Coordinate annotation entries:
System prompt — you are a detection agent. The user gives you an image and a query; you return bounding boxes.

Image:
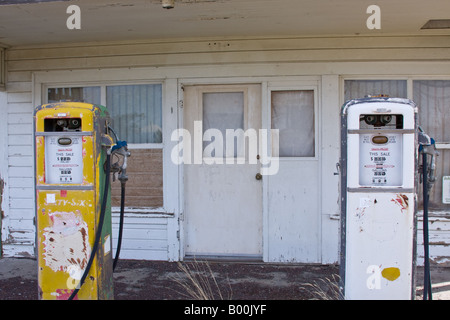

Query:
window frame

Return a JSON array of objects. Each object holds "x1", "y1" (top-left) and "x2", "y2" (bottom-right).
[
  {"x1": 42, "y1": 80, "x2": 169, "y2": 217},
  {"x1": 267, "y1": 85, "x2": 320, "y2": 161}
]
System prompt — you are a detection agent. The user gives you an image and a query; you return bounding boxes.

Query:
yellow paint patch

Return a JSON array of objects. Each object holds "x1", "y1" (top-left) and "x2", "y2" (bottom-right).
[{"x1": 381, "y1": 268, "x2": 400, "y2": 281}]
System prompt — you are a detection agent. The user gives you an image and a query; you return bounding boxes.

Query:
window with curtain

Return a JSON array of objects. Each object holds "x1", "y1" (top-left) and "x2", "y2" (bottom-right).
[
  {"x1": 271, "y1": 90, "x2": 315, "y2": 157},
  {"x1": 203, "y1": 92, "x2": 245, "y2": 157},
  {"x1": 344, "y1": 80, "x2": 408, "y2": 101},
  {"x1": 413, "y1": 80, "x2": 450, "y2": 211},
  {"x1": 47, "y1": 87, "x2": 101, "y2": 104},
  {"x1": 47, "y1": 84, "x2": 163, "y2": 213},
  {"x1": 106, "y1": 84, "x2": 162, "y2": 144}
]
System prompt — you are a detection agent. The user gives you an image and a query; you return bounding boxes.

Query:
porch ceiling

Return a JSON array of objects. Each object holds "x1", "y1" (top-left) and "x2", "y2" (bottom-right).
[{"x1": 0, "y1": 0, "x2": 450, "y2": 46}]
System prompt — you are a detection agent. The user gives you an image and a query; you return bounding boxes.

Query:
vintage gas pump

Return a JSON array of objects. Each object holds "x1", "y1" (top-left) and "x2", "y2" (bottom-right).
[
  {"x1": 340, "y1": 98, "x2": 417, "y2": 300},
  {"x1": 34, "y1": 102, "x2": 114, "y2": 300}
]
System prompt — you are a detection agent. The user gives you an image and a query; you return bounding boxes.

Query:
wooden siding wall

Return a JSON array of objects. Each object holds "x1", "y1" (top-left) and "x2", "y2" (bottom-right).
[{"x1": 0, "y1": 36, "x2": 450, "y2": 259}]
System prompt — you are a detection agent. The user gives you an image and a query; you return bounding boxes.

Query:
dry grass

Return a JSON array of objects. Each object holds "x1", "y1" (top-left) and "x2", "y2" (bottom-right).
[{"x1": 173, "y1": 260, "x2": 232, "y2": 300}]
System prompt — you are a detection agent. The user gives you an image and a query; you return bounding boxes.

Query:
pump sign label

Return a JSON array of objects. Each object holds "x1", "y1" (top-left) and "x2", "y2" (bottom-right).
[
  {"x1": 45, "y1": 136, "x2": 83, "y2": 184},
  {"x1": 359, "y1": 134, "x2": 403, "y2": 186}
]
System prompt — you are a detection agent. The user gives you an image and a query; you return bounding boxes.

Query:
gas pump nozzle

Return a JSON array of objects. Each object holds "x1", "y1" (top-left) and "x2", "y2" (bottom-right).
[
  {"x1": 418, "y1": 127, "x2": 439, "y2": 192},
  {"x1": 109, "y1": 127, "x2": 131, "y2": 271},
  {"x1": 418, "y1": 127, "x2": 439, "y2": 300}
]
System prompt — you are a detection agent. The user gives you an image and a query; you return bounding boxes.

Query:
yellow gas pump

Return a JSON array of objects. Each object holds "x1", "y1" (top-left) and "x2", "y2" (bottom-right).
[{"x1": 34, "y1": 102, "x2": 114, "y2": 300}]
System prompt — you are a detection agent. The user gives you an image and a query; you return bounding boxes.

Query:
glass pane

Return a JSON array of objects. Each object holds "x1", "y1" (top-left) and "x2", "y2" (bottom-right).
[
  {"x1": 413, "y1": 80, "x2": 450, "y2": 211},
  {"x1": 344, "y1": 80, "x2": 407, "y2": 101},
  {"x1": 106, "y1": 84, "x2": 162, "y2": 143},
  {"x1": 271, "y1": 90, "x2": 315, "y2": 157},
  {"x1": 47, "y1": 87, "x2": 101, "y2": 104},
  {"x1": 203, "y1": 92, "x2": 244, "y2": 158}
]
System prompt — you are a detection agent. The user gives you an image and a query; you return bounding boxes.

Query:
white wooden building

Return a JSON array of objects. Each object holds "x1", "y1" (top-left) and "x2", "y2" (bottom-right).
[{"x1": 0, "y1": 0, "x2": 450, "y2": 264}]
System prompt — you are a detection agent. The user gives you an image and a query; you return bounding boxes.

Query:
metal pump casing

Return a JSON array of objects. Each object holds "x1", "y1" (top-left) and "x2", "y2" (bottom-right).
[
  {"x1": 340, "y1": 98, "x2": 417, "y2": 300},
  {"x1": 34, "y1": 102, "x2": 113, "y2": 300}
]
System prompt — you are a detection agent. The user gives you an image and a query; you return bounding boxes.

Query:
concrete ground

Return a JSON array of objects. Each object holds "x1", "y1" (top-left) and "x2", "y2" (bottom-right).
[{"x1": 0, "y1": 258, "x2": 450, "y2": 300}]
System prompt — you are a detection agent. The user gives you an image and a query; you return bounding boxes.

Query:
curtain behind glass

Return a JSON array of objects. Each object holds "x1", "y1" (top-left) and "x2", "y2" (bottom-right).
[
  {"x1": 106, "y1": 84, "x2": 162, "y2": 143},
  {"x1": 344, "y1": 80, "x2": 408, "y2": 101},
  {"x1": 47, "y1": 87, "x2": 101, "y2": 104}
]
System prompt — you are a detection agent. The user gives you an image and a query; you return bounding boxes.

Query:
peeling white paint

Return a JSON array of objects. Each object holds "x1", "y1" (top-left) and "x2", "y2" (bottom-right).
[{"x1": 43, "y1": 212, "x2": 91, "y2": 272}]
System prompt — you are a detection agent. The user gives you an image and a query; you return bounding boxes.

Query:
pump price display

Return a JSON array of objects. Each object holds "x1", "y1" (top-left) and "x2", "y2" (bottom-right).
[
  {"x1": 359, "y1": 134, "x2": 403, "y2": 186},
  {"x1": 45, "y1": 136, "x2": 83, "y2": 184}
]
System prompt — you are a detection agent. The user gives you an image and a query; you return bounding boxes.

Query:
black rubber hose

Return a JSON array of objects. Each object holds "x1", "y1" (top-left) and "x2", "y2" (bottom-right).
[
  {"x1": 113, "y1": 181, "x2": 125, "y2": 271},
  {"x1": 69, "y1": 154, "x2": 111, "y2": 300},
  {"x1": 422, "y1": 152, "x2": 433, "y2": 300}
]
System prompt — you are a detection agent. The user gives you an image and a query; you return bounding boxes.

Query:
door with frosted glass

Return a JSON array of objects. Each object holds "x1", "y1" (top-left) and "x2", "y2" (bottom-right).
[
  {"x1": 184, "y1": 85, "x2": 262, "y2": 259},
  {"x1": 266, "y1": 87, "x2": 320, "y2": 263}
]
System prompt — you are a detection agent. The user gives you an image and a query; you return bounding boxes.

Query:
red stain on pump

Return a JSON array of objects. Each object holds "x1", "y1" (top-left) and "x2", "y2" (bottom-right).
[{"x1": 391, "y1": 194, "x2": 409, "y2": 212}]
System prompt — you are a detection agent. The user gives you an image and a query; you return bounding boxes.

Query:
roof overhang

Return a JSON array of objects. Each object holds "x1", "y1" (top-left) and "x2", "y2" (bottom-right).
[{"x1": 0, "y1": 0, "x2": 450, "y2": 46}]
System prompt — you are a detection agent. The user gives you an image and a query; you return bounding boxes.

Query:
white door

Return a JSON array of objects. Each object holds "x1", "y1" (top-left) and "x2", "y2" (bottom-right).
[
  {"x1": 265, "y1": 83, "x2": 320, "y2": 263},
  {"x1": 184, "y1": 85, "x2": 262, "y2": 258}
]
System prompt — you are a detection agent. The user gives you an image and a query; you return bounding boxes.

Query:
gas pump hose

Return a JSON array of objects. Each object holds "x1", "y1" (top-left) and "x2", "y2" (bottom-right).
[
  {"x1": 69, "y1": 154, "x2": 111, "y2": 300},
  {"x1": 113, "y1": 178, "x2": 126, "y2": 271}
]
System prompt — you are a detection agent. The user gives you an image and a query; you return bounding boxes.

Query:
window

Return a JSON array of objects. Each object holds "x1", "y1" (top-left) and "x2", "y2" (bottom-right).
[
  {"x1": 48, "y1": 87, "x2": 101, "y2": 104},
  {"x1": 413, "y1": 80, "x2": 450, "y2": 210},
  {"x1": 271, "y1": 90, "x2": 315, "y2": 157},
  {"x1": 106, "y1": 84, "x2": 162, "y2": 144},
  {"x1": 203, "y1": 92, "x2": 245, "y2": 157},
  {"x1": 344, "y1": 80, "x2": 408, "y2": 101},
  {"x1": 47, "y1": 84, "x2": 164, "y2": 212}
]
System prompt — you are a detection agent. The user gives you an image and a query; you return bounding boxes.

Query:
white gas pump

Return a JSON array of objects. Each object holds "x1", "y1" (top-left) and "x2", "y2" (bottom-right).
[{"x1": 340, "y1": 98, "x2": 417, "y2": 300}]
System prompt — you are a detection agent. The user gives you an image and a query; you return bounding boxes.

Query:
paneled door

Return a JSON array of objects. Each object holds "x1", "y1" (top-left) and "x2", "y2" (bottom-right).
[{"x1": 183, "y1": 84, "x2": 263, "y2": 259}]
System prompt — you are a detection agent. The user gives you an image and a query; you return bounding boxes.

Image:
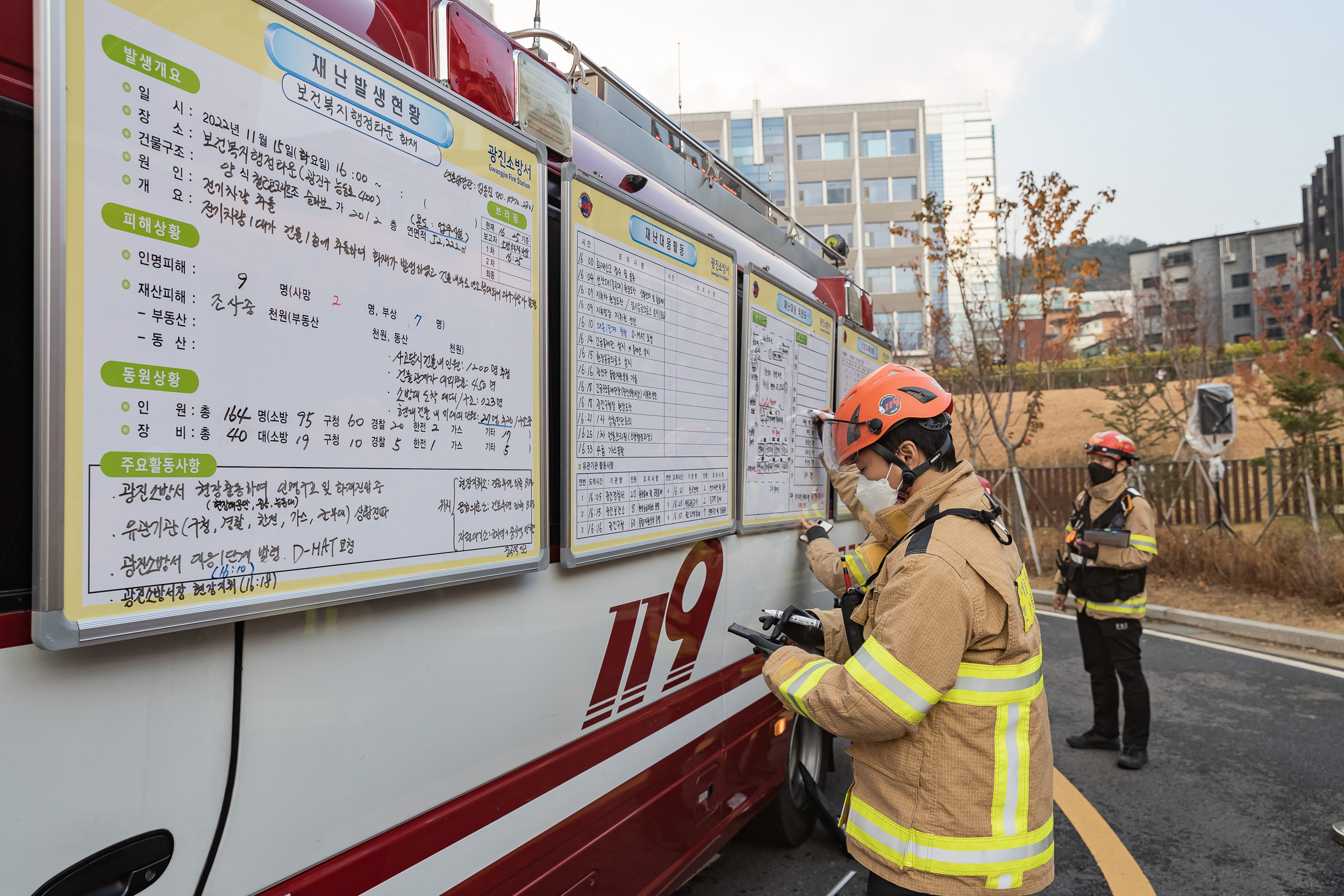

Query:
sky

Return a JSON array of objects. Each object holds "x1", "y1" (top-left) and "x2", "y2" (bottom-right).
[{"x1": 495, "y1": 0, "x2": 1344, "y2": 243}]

Stated exercise: Show every line of the entries above that contains the word "glass", copying each line in full. Count a line only if the word appears with the same capitalization.

Complete answer:
glass pane
curtain behind glass
door with frosted glass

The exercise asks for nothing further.